→ Task directions
State how many lines in the rows below contain the word "wooden". Reply with the number alone.

-- begin --

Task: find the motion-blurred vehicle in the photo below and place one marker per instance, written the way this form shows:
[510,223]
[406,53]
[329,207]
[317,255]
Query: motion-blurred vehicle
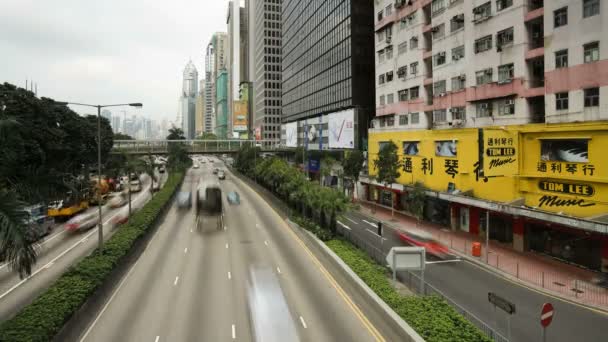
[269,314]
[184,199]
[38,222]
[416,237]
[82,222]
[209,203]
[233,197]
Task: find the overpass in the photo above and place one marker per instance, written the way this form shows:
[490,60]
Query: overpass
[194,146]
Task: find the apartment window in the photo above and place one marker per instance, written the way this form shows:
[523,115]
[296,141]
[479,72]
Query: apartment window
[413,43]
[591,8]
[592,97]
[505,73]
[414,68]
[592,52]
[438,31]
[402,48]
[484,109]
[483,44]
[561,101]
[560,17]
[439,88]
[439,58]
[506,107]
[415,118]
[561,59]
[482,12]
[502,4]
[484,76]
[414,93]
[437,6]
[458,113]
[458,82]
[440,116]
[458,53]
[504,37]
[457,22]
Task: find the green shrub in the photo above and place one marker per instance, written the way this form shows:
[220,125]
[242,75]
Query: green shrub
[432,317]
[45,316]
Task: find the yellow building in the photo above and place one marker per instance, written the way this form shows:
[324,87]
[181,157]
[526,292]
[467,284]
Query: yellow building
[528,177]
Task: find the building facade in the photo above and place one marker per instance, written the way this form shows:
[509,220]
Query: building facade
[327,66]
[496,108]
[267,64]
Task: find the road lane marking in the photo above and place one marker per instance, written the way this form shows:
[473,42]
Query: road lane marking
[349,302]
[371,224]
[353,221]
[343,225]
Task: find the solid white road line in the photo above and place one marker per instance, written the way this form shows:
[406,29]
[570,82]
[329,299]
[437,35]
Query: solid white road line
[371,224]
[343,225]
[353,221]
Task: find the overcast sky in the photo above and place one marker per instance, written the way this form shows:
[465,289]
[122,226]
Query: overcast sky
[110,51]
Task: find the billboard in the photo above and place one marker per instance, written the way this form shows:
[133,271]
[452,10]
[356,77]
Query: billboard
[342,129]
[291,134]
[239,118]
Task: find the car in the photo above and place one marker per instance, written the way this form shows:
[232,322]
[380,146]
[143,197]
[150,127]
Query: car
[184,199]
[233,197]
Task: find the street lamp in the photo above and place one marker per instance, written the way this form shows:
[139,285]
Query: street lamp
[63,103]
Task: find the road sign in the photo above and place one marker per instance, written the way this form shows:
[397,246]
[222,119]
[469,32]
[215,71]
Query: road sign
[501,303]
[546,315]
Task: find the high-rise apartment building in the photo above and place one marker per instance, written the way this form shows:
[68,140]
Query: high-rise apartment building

-- end --
-- begin --

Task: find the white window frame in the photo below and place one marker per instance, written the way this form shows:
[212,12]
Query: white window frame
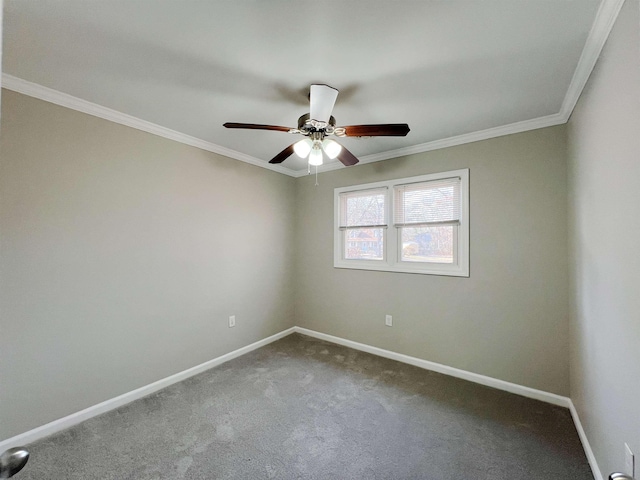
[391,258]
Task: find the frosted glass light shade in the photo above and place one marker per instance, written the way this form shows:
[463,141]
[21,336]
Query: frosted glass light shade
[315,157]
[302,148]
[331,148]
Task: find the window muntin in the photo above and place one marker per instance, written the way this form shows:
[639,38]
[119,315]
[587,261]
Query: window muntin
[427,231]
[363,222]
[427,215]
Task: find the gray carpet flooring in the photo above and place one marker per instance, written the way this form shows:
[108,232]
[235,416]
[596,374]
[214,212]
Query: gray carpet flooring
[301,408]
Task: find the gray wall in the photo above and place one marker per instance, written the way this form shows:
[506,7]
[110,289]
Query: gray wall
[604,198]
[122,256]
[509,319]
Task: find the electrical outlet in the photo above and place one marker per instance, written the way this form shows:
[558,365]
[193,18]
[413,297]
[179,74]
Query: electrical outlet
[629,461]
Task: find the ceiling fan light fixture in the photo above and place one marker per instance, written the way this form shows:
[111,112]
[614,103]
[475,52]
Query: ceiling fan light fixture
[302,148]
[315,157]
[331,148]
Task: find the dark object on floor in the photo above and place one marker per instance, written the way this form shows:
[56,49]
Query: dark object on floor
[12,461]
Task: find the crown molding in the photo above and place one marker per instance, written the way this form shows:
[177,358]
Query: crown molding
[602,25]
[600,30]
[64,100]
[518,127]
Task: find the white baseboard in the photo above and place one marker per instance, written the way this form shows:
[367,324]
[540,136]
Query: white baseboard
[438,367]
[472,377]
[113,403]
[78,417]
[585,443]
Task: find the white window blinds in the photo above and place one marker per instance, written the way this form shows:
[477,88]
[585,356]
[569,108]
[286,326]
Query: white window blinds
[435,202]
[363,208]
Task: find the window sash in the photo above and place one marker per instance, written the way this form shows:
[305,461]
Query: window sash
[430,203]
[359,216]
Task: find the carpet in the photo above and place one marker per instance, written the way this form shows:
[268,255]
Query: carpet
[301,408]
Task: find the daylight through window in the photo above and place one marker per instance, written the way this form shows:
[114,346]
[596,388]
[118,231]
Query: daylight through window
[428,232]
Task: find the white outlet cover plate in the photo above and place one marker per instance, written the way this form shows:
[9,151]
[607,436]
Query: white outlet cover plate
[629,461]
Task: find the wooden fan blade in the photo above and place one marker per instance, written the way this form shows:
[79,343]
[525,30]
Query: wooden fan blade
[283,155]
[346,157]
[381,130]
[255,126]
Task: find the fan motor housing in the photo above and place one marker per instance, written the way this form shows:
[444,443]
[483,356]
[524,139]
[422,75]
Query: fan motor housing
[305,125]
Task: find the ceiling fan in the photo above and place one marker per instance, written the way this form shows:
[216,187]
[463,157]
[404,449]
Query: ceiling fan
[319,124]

-- end --

→ Exercise response
2